#### EXCERPT PROVIDED
━━━
Provincial, federal governments prepare to environmentally assess toxic sites

Tanya Collier MacDonald
Cape Breton Post
Thursday, Dec. 11, 2003

Money is still being spent on cleaning up the tar ponds and coke ovens sites as both the federal and provincial governments prepare to conduct an environmental assessment on the toxic waste land.

Parker Donham, spokesperson for the provincial Sydney Tar Ponds Agency, said about $80,000 was spent to complete a topographical survey on the site - a contract awarded to the Halifax firm Servant Dunbrack McKenzie and MacDonald.

Contractors are now considering options for realigning Coke Oven Brook on the site - work valued at about $100,000. The Domtar Tank is still being removed by Clean Harbors - a contract worth about $3.7 million. A monitoring program aimed at determining whether water quality is improving following the capping of the landfill site and other progressive initiatives, is near completion. That contract is worth nearly $300,000.

Tenders have been called for proposals on disposal options for the Sysco cooling pond, and to prepare for the construction of a coffer dam at the north pond near Battery Point, said Donham.

Government is also preparing tenders for the first stage of the environmental assessment required by law before the big cleanup project can begin. That involves a description of possible environmental worries that may exist at the sites.
━━━
#### DATA SECTION
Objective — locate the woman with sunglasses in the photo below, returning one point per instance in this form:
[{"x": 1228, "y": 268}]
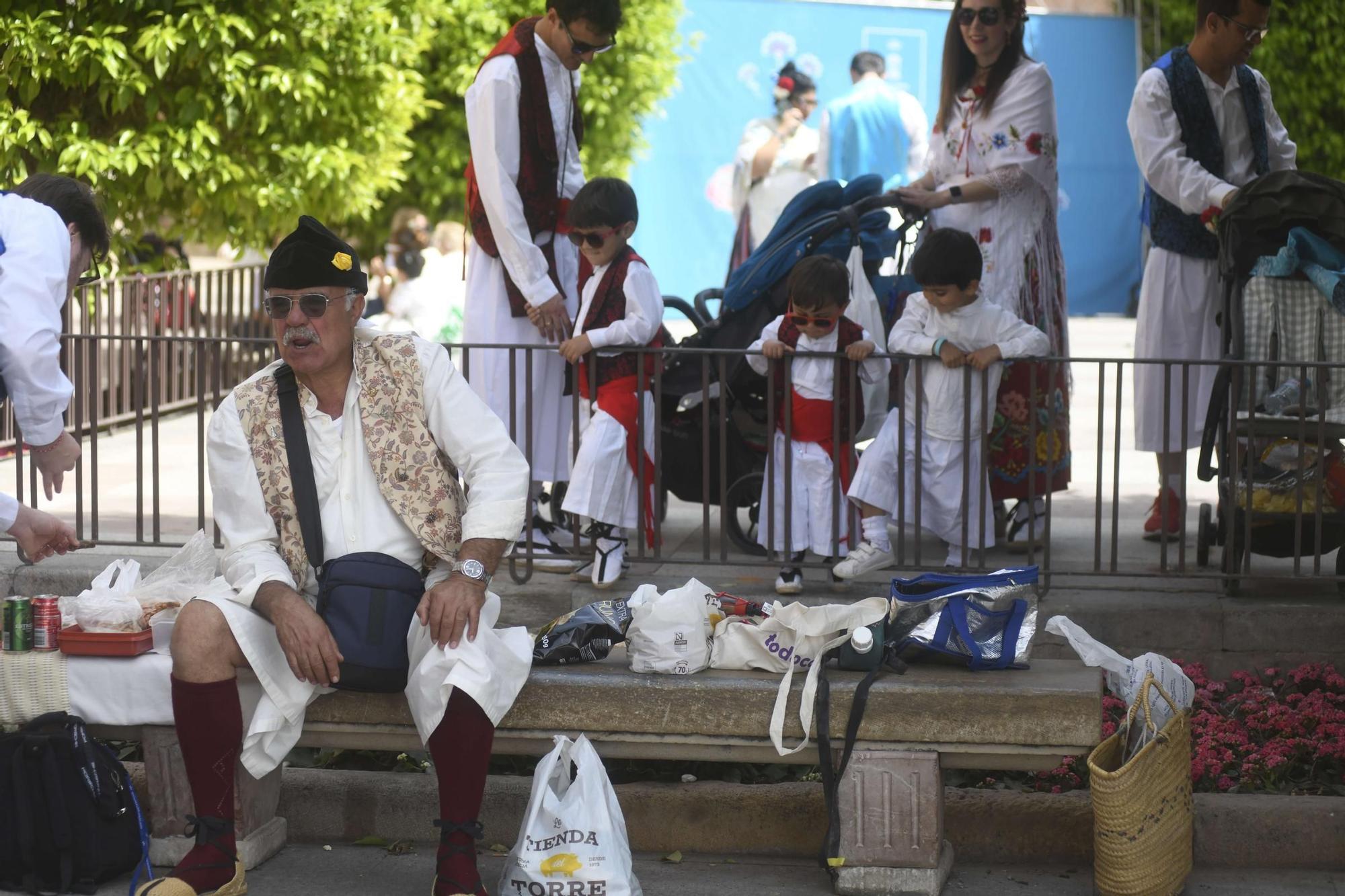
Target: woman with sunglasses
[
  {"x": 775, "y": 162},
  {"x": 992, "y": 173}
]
━━━
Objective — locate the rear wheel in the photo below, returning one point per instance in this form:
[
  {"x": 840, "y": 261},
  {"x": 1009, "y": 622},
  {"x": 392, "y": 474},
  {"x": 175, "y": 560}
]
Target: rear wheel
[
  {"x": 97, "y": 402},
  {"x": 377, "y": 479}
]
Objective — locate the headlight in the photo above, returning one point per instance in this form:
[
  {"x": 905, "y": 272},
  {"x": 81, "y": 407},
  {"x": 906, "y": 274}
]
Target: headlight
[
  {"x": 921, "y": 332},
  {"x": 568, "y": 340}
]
━━━
#### QUESTIONS TO ANSWER
1/ Could you give the tar ponds cleanup article again from "Money is still" up to and including "toxic waste land.", but change "toxic waste land" to "contaminated land"?
2/ Can you take the tar ponds cleanup article further, picking up after its last sentence?

#### EXPECTED OUTPUTS
1/
Money is still being spent on cleaning up the tar ponds and coke ovens sites as both the federal and provincial governments prepare to conduct an environmental assessment on the contaminated land.

2/
The Cape Breton Regional Municipality is the lead contractor in responding to an issue with the Victoria Road water main. That pipe provides drinking water to about 2,000 Whitney Pier customers and runs through one of the most contaminated parts of the coke ovens site. It's been reported that a travelling tar cell laced with naphthalene is near the water main. The structure is about 90 years old and the water is fed from the Sydney well fields.

A tender is also being prepared for a possible leachate treatment program on the coke ovens site, said Donham.

The total amount of funds under the cost-share agreement is now nearly $72 million. The original amount was $62 million, however, another $8.1 million was added for off-site work including biological testing, a chronic health risk assessment and remediation work.

The regional municipality also added $1.8 million for sewer work.

Under the agreement, money that has been committed by contract before March 31, 2004, can be spent up to March 31, 2005, said Donham.